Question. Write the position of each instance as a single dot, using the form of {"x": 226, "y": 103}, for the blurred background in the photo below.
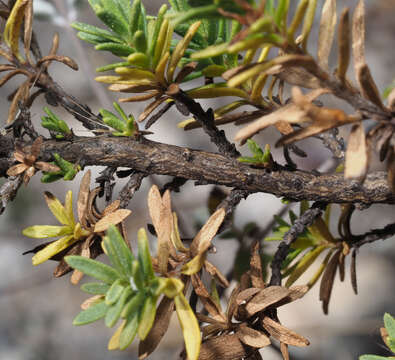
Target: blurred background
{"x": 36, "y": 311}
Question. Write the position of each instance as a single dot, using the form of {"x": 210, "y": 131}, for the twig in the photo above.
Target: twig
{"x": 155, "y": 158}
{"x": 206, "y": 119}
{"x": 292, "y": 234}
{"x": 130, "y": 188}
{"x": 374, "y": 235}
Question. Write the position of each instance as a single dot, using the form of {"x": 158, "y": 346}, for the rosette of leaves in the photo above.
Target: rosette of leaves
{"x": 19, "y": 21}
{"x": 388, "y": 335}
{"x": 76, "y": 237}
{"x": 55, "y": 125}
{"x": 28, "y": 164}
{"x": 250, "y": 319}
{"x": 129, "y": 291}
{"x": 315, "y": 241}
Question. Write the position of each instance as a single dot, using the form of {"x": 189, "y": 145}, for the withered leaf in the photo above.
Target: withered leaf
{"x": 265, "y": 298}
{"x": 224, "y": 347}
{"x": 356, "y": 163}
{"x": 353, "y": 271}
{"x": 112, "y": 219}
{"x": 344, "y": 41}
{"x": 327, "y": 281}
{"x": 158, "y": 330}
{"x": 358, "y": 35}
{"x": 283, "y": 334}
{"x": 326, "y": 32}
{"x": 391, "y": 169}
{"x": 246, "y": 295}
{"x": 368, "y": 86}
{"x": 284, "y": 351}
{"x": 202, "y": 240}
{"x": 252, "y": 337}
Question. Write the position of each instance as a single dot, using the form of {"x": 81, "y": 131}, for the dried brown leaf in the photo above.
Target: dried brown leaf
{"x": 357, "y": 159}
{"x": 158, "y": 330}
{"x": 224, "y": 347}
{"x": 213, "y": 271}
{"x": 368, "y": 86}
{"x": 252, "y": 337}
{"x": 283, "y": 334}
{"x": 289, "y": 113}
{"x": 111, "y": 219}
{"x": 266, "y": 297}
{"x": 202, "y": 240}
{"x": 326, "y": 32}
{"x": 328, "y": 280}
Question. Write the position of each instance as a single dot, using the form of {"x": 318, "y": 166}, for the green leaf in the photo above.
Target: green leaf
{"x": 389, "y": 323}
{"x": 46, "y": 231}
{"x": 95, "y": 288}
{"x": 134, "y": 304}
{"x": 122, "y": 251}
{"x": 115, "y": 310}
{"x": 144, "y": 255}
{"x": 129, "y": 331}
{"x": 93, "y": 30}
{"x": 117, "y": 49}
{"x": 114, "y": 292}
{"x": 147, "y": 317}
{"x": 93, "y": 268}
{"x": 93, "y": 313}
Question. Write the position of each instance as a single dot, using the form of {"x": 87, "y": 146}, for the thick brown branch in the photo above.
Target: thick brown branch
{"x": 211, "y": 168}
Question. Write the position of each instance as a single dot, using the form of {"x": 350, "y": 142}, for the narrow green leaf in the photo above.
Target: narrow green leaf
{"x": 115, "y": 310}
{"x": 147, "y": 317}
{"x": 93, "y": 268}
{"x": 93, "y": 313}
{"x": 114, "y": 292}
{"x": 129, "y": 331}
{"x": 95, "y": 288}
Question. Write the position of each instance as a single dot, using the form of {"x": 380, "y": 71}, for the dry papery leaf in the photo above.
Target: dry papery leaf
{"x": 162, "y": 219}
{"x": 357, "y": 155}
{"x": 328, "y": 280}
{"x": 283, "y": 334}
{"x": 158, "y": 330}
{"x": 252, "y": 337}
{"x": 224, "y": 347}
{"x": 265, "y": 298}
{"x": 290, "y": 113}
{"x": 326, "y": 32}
-------------------------
# [Do this]
Reproduce the rows from the line containing "branch in the photo above." through the end of the rows, swapping "leaf" for "blade" and changing nothing else.

# [In response]
Question. Write the position of each instance as a single dot, using the form of {"x": 87, "y": 146}, for the thick brown branch in the photo above.
Target: thick brown branch
{"x": 211, "y": 168}
Question. Write the position of each instance as a single dot, using the form of {"x": 350, "y": 142}, for the narrow green blade in the photo above.
Target: narrow green blade
{"x": 115, "y": 310}
{"x": 147, "y": 317}
{"x": 93, "y": 268}
{"x": 93, "y": 313}
{"x": 114, "y": 292}
{"x": 129, "y": 331}
{"x": 95, "y": 288}
Question. Write the position of each instance as a single dot, using the form of {"x": 380, "y": 71}, for the dry papery blade in the photo above.
Target: dry papery blade
{"x": 162, "y": 219}
{"x": 357, "y": 155}
{"x": 328, "y": 280}
{"x": 283, "y": 334}
{"x": 158, "y": 330}
{"x": 252, "y": 337}
{"x": 224, "y": 347}
{"x": 265, "y": 298}
{"x": 290, "y": 113}
{"x": 326, "y": 32}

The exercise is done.